**EXTRAIT PROPOSÉ**
^^^^^^^^^^^^^^^^
En simplifiant, on pourrait reformuler en différenciant « liberté de penser » - soit la liberté ontologique / philosophique, c’est-à-dire le commencement d’une série causale - et « liberté de faire » ceci ou cela (liberté d'exercice de la volonté) qui est seconde par rapport à la liberté de la volonté.

Même pour certains philosophes expérimentaux, il semble qu’il y ait confusion entre ces deux concepts de liberté puisque l’un d’entre eux, fervent partisan d’un LA « réel », conclut[6] :

« Autrement dit, pour vous et moi, il n’y a pas de contradiction entre les résultats des expériences de Libet et notre conception ordinaire du Libre Arbitre. Voilà qui pourrait bien donner du fil à retordre aux adversaires déclarés du Libre Arbitre, dont les démonstrations se révèlent philosophiquement impuissantes à réfuter le sens commun. »
^^^^^^^^^^^^^^^^
**DONNÉES FOURNIES**
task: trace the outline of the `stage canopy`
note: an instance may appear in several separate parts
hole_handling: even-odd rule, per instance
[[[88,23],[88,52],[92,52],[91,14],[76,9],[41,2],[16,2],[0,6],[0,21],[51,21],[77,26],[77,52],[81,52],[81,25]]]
^^^^^^^^^^^^^^^^
**CONSIGNE ÉCRITE 1**
Recopiez le passage de l'extrait sur le libre arbitre qui commence à « En simplifiant, on » et se termine à « de la volonté. ».
**CONSIGNE ÉCRITE 2**
Répondez à ces questions d'après l'extrait sur le libre arbitre :
(a) Par rapport à quoi la « liberté de faire » ceci ou cela est-elle seconde ?
(b) De quoi le philosophe cité est-il un fervent partisan ?
(c) Les résultats de quelles expériences ne sont pas en contradiction avec notre conception ordinaire du Libre Arbitre, selon la citation ?
**CONSIGNE ÉCRITE 3**
Dites si chaque affirmation est conforme à l'extrait sur le libre arbitre, en répondant par oui ou non et en citant les mots qui le prouvent :
(a) La « liberté de faire » désigne la liberté ontologique.
(b) Certains philosophes expérimentaux semblent confondre les deux concepts de liberté.
(c) D'après la citation, les démonstrations des adversaires du Libre Arbitre parviennent à réfuter le sens commun.

**BONNE RÉPONSE 1**
En simplifiant, on pourrait reformuler en différenciant « liberté de penser » - soit la liberté ontologique / philosophique, c’est-à-dire le commencement d’une série causale - et « liberté de faire » ceci ou cela (liberté d'exercice de la volonté) qui est seconde par rapport à la liberté de la volonté.

**BONNE RÉPONSE 2**
(a) Par rapport à la liberté de la volonté.
(b) D'un LA « réel ».
(c) Les expériences de Libet.

**BONNE RÉPONSE 3**
(a) Non : “« liberté de penser » - soit la liberté ontologique / philosophique”
(b) Oui : “il semble qu’il y ait confusion entre ces deux concepts de liberté”
(c) Non : “dont les démonstrations se révèlent philosophiquement impuissantes à réfuter le sens commun”